Without the pictures, give the records again exactly as they appear.

--- Data for this exercise Enclosed Below ---

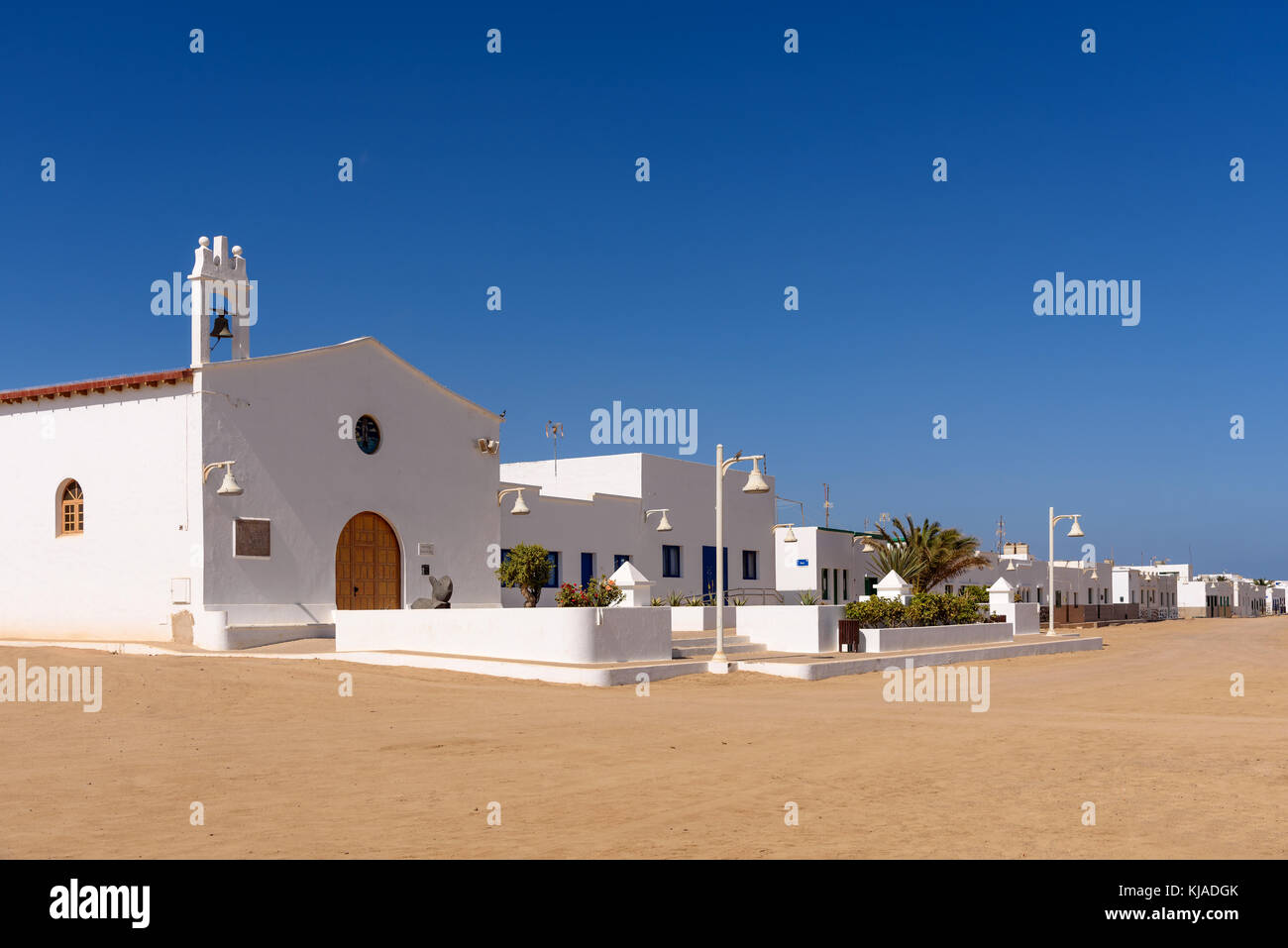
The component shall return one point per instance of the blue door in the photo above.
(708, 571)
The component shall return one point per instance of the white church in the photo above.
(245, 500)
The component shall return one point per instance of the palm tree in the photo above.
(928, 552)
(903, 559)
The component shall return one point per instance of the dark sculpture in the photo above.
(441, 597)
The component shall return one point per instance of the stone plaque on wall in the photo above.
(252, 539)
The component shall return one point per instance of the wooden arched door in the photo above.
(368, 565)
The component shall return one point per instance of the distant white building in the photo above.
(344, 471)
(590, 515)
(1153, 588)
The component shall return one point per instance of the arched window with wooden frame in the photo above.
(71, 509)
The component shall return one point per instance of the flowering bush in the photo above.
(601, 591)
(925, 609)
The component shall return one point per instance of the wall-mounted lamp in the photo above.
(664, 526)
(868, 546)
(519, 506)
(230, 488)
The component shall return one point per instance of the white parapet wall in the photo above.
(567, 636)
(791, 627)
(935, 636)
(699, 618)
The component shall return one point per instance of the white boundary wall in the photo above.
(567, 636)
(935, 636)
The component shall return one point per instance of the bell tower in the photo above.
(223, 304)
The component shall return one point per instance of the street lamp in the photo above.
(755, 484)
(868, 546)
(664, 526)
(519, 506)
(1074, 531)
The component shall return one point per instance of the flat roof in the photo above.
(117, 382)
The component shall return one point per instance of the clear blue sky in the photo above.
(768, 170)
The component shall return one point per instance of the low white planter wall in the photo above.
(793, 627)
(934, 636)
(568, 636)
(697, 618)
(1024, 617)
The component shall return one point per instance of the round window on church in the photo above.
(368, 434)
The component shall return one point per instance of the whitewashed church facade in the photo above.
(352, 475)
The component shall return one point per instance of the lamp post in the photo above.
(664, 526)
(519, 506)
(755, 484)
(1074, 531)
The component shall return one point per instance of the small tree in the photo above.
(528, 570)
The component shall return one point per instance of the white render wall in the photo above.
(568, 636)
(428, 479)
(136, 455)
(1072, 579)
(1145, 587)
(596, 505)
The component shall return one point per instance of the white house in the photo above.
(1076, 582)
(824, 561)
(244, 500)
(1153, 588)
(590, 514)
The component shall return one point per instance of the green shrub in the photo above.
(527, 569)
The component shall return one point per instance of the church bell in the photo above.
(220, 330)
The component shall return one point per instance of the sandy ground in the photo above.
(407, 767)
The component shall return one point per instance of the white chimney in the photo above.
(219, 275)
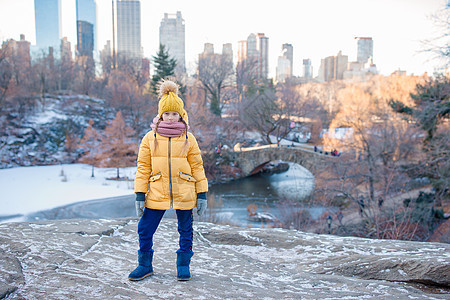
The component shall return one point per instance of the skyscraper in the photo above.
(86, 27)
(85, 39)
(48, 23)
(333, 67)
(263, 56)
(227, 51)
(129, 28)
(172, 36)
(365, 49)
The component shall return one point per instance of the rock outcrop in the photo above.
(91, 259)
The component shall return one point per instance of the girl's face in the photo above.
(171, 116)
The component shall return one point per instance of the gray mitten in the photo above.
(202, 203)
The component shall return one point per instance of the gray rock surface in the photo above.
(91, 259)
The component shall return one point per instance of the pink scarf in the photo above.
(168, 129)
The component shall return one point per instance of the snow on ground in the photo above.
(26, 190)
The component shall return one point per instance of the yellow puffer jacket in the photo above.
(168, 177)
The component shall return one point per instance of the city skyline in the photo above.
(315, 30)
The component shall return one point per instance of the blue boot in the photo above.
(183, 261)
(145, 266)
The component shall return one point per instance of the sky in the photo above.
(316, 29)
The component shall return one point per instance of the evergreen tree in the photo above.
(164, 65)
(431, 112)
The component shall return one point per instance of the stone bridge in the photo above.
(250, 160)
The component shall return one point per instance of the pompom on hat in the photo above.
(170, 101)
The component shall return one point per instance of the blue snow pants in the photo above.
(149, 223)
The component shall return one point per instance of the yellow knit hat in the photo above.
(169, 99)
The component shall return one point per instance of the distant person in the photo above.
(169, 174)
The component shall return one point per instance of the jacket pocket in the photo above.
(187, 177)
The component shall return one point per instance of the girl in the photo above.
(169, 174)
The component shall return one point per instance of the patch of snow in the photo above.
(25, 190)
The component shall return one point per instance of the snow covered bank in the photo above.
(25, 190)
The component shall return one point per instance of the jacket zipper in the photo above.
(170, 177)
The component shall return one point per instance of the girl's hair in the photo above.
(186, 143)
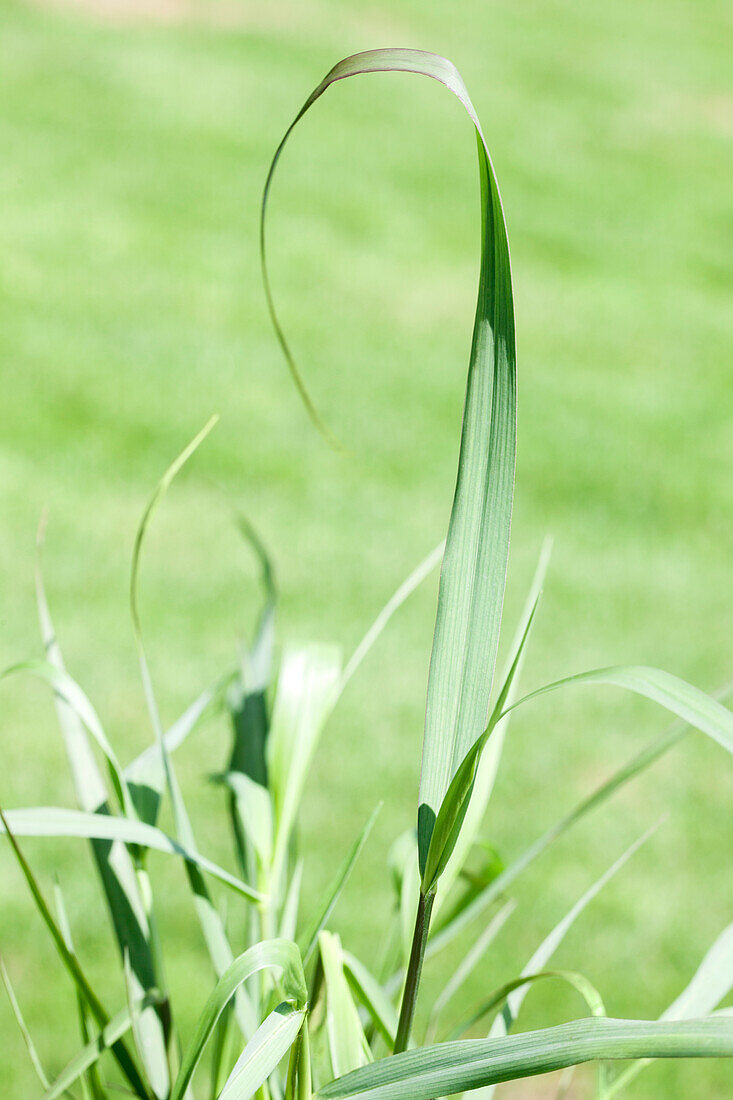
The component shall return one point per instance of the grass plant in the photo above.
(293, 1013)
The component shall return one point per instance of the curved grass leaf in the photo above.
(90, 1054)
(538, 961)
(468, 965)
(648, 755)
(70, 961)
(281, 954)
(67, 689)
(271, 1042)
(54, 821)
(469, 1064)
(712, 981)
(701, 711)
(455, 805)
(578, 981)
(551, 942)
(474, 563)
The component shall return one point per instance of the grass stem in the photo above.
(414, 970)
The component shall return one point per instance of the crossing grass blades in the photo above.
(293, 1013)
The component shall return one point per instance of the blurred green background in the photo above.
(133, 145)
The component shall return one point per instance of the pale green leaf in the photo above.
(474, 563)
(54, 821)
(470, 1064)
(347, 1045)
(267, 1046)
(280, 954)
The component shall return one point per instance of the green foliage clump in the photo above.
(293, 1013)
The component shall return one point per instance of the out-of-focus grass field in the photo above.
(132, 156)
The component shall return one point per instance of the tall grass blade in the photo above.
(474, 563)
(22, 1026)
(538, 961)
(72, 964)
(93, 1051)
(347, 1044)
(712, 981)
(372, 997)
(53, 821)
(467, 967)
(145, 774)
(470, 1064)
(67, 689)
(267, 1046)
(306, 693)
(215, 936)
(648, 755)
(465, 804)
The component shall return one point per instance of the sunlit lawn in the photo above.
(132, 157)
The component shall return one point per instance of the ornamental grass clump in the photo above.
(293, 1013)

--- End of Enclosed Data for this exercise ---

» **Your solution**:
The component shall return one point per instance of the blue door in the photo above.
(708, 571)
The component shall return one point per instance of the white church in the photo above.
(245, 500)
The component shall return one point per instance of the palm tree in the photo above.
(928, 552)
(903, 559)
The component shall return one point per instance of the dark sculpture in the photo above.
(441, 597)
The component shall return one point per instance of the stone plaque on wall in the photo above.
(252, 539)
The component shall return one point per instance of the wooden arched door in the photo above.
(368, 565)
The component shall return one point per instance of the distant white building in the photo above.
(344, 471)
(590, 515)
(1153, 588)
The component shall return one point per instance of the arched window with wooden frame in the photo above.
(71, 509)
The component shall return one point per instance of the flowering bush in the photo above.
(601, 591)
(925, 609)
The component shall return one point per instance of the wall-mounted lamp in the photo above.
(664, 526)
(868, 546)
(519, 506)
(230, 488)
The component shall return one point per instance of the white parapet wall in the photo above.
(567, 636)
(791, 627)
(935, 636)
(699, 618)
The component shall return one point per instance of the white boundary wall in the photo above.
(567, 636)
(935, 636)
The component shall return one point per instance of the bell tower in the photo above.
(223, 304)
The component shall return one point per instance of the street lamp in the photo above.
(755, 484)
(868, 546)
(664, 526)
(519, 506)
(1074, 531)
The component shall return one point per instance of the flat roof in the photo above.
(117, 382)
The component shall return one point per instance of the clear blue sky in the photo above.
(768, 170)
The component shall return one point per instance of the low white planter wall in the photo above.
(793, 627)
(934, 636)
(568, 636)
(697, 618)
(1024, 617)
The component shall return one point per instance of the round window on church in the photo above.
(368, 434)
The component shall return one point per instance of the whitewashed church facade in the photo above.
(352, 475)
The component shall return one point per instance of the lamp post in the photo above.
(664, 526)
(519, 506)
(755, 484)
(1074, 531)
The component shall return one point per instance of the small tree in the photo above.
(528, 570)
The component shall return one point per instance of the white render wall in the photo above.
(568, 636)
(428, 479)
(136, 455)
(1072, 579)
(1145, 587)
(596, 505)
The component shall return one point per instance of the white house in the photo above.
(1076, 582)
(824, 561)
(244, 500)
(1153, 588)
(590, 514)
The component shall return one point per instance of the green shrub in the photo above.
(527, 569)
The component shall return one point per instance of the church bell in the photo above.
(220, 330)
The component shall return one point per instance of the sandy ground in the photo above.
(407, 767)
The component shall return one point per instance of the white chimney in the photo above.
(219, 275)
The component shall return one point per instance of the skyscraper in the photo above.
(86, 27)
(85, 39)
(48, 23)
(333, 67)
(263, 56)
(227, 51)
(129, 28)
(172, 36)
(365, 49)
The component shall return one point per instance of the rock outcrop in the photo above.
(91, 259)
The component shall return one point per instance of the girl's face in the photo above.
(171, 116)
The component shall return one point per instance of the gray mitten in the photo above.
(202, 203)
The component shall return one point per instance of the gray rock surface in the photo above.
(91, 259)
The component shall return one point per instance of the pink scarf in the photo above.
(168, 129)
The component shall return one point per instance of the snow on ground in the photo above.
(26, 190)
The component shall return one point per instance of the yellow puffer jacket in the photo above.
(168, 177)
The component shall return one point per instance of the city skyline in the photo above.
(315, 30)
The component shall return one point per instance of the blue boot in the photo above.
(183, 261)
(145, 266)
The component shall return one point per instance of the sky in the photo above.
(316, 29)
The component shall return one point per instance of the evergreen tree in the photo above.
(164, 65)
(431, 112)
The component shall return one point per instance of the stone bridge in the photo above.
(250, 160)
The component shall return one point per instance of the pompom on hat in the photo above.
(170, 101)
The component shall return one point per instance of the blue snow pants in the photo above.
(149, 223)
The component shall return one point per instance of the yellow knit hat in the photo above.
(169, 99)
The component shall return one point per instance of the distant person in the photo above.
(169, 174)
The component shall return one point per instance of the jacket pocket in the photo above.
(187, 177)
The component shall return one point per instance of the girl in the photo above.
(169, 174)
The component shall return one point per instance of the patch of snow in the photo above.
(25, 190)
The component shall return one point per instance of the snow covered bank in the photo above.
(25, 190)
The component shall return one point per instance of the jacket zipper in the photo above.
(170, 177)
The component shall return one point per instance of the girl's hair in the photo above.
(186, 143)
The component shall return one point per instance of the grass plant in the photo above.
(293, 1013)
The component shall return one point per instance of the curved grass leaf in the photo above.
(90, 1054)
(538, 961)
(468, 965)
(648, 755)
(70, 961)
(281, 954)
(67, 689)
(271, 1042)
(54, 821)
(469, 1064)
(712, 981)
(701, 711)
(455, 805)
(578, 981)
(551, 942)
(474, 563)
The component shall return one point per instance of the grass stem in the photo above.
(414, 970)
The component shall return one point per instance of the crossing grass blades in the photo above.
(293, 1013)
The component shall return one point per instance of the blurred green background in the photo above.
(133, 145)
The component shall return one point per instance of the pale green leaf in the photo above.
(474, 563)
(54, 821)
(470, 1064)
(347, 1045)
(267, 1046)
(280, 954)
The component shall return one point per instance of the green foliage clump in the photo above.
(293, 1013)
The component shall return one point per instance of the out-of-focus grass field in the photo above.
(132, 156)
The component shall return one point per instance of the tall grass blade in the photo above.
(474, 563)
(22, 1026)
(538, 961)
(72, 964)
(93, 1051)
(347, 1044)
(712, 981)
(372, 997)
(53, 821)
(467, 967)
(145, 774)
(470, 1064)
(67, 689)
(267, 1046)
(306, 693)
(215, 936)
(648, 755)
(465, 804)
The component shall return one point per instance of the sunlit lawn in the photo above.
(132, 157)
The component shall return one point per instance of the ornamental grass clump in the photo above.
(293, 1013)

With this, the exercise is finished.